Referring expression data
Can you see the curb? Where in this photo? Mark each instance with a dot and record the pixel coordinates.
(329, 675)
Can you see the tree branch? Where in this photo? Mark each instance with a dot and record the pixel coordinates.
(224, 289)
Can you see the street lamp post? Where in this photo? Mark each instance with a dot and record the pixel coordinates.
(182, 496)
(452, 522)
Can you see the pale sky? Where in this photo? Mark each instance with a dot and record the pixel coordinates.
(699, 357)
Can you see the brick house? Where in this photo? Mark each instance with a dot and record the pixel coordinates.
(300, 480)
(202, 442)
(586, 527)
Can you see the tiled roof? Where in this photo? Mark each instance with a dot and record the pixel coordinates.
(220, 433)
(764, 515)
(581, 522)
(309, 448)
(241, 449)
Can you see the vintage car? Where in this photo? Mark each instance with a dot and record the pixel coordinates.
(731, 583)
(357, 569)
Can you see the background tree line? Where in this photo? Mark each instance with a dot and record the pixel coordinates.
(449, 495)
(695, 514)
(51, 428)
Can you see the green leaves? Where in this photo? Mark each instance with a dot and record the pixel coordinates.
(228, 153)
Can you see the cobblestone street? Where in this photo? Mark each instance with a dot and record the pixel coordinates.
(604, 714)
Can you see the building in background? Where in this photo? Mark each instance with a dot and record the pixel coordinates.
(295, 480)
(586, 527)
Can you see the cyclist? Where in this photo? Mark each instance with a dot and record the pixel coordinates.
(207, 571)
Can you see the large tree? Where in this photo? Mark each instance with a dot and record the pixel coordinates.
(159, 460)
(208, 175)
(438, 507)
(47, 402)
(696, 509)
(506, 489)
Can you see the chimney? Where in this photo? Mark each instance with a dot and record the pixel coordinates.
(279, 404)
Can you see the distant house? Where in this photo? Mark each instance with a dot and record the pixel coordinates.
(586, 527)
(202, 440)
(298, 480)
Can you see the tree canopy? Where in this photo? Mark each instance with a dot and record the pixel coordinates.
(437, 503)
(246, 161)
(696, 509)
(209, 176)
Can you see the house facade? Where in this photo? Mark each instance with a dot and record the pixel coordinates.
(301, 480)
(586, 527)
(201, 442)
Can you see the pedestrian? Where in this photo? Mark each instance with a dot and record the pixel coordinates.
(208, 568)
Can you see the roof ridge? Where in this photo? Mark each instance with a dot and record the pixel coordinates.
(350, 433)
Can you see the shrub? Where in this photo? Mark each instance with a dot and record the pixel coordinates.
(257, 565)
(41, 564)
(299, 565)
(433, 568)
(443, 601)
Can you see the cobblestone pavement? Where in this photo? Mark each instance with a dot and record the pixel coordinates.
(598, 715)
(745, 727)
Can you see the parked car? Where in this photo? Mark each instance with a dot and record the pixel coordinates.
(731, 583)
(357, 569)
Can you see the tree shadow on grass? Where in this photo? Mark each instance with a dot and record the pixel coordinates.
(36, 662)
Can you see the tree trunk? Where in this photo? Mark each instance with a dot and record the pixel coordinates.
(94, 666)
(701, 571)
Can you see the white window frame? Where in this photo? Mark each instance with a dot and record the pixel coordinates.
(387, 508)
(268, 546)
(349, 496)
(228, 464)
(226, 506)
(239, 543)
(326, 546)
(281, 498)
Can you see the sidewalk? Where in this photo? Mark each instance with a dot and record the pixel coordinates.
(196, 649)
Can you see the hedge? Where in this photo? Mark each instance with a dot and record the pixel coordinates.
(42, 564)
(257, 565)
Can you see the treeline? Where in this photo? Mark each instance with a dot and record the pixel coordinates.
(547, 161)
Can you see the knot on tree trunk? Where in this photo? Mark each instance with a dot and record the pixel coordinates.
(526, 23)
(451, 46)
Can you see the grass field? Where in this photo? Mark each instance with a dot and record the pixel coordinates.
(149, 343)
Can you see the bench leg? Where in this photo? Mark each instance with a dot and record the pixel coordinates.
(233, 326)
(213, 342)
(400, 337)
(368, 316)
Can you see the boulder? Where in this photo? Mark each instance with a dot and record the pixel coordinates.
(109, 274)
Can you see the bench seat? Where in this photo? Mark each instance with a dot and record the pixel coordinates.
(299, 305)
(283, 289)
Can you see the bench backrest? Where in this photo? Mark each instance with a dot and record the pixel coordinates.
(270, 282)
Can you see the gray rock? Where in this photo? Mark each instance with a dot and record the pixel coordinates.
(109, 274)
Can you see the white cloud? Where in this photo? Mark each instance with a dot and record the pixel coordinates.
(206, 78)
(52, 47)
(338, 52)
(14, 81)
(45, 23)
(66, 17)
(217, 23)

**YOUR GOAL**
Repeat the data precisely, line by line.

**OUTPUT**
Can you see the curb? Where in this photo? Mark each instance with a dot and record the pixel coordinates.
(329, 675)
Can you see the tree branch? Where in this photo? Mark each instance with a dot and record the pixel coordinates.
(224, 289)
Can you see the street lamp post? Where in this photo? Mark each instance with a dot and record the pixel coordinates.
(182, 496)
(452, 522)
Can you see the pale sky? Where in this photo? Mark each instance with a dot and record the pixel coordinates.
(699, 357)
Can you see the brick house? Where in this photo? Mark each instance with a dot and record the pixel coordinates.
(300, 480)
(202, 442)
(586, 527)
Can you see the tiled roof? Where in this photo? Mark each instance with a dot and record the pixel coordinates.
(220, 433)
(764, 515)
(581, 522)
(309, 448)
(241, 449)
Can you see the vintage car? Where in this photo? Mark each instance with a dot and record the pixel coordinates.
(731, 583)
(357, 569)
Can you see the background tree line? Where in this photo? Mark each instance with a dot and record the pixel coordinates.
(449, 495)
(695, 514)
(51, 428)
Can you see the green leaves? Where in this photo? Mark each instance with a dot and record the pixel coordinates.
(228, 153)
Can you see the cobblestone street? Where in this photo? Mark each instance with a dot and record the pixel coordinates.
(604, 714)
Can you see the building in background? Where in this photo? Mark each instance with a dot and record the pixel coordinates.
(295, 480)
(586, 527)
Can you see the cyclist? Where in this photo? Mark each instance with a dot and record the pixel coordinates.
(207, 571)
Can you see the large tree? Where in this photo? Mark each instance with a dot and record the pixel coordinates.
(159, 460)
(208, 175)
(438, 507)
(47, 402)
(696, 509)
(506, 489)
Can you see the chimney? Where in this photo? Mark each instance with a dot and record the pixel coordinates.
(279, 404)
Can you see the distant house? Where in this photo? Mark each instance with a dot and record the pixel coordinates.
(586, 527)
(202, 440)
(298, 480)
Can you see the tree canopy? Where in this photo? Mark each instance with a dot and record the pixel coordinates.
(437, 503)
(246, 161)
(696, 509)
(209, 176)
Can you see the house facade? Where in this photo? Mark each instance with a dot and record the pixel coordinates.
(301, 480)
(586, 527)
(201, 442)
Can you see the pedestrian? Where in this photo? Mark each instance with a dot and record the pixel coordinates.
(208, 568)
Can you see the roof ridge? Where in this photo? Mark each instance with a dot and record the pixel coordinates.
(350, 433)
Can you see the shrub? Where in this photo? Mark each instance with a dot and record the pixel coordinates.
(257, 565)
(41, 564)
(299, 565)
(433, 568)
(443, 601)
Can you see the cobblestone pavement? Where in this photo? Mark each instance with a dot and record the pixel coordinates.
(598, 715)
(745, 727)
Can you see the parked car? Where in this photo? Mark each instance with a dot and record the pixel coordinates.
(731, 583)
(357, 569)
Can you see the tree shadow on grass? Where in this photo? Mark each instance with a dot and record the pixel coordinates.
(36, 662)
Can you see the tree trunk? Where in this photo? Mark each instance with a dot and record the pixel coordinates.
(94, 666)
(701, 571)
Can you see the white window frame? Where in this photo? Mark each instance with a dot and record the pixel coordinates.
(387, 508)
(268, 546)
(349, 496)
(228, 464)
(226, 506)
(239, 543)
(326, 546)
(281, 498)
Can you see the sidewalk? Where in this photo? Mark each instance with a dot and record the pixel coordinates.
(196, 649)
Can you see the hedge? Where in this photo? Mark each instance with a dot and record the pixel coordinates.
(42, 564)
(257, 565)
Can you see the treeline? Where in this photo? Mark each instance with a dot and record the pixel coordinates.
(547, 161)
Can you see the knot on tree trunk? Where in this photo? Mark each instance with a dot and record the pixel coordinates.
(526, 23)
(451, 46)
Can you see the grass field? Where in this photo? Mark each instance with a dot and record the pixel coordinates.
(149, 343)
Can you see the bench leg? Where in this photo? Mark each instance with a dot and record the pixel coordinates.
(233, 326)
(213, 342)
(400, 337)
(368, 316)
Can you see the boulder? Where in this photo? Mark each instance with a dot and record the pixel coordinates.
(109, 274)
Can you see the bench seat? Where in this photo? Mark each instance with a dot and record the pixel coordinates.
(299, 305)
(283, 289)
Can you see the bench backrest? Where in this photo? Mark each instance with a dot and record the pixel coordinates.
(270, 282)
Can you see the gray rock? Where in this photo? Mark each instance with a dot and record the pixel coordinates.
(109, 274)
Can you see the white cloud? Where in this photo? Mark each instance with a dot and record the pixel coordinates.
(206, 78)
(52, 47)
(338, 52)
(14, 81)
(45, 23)
(66, 17)
(217, 23)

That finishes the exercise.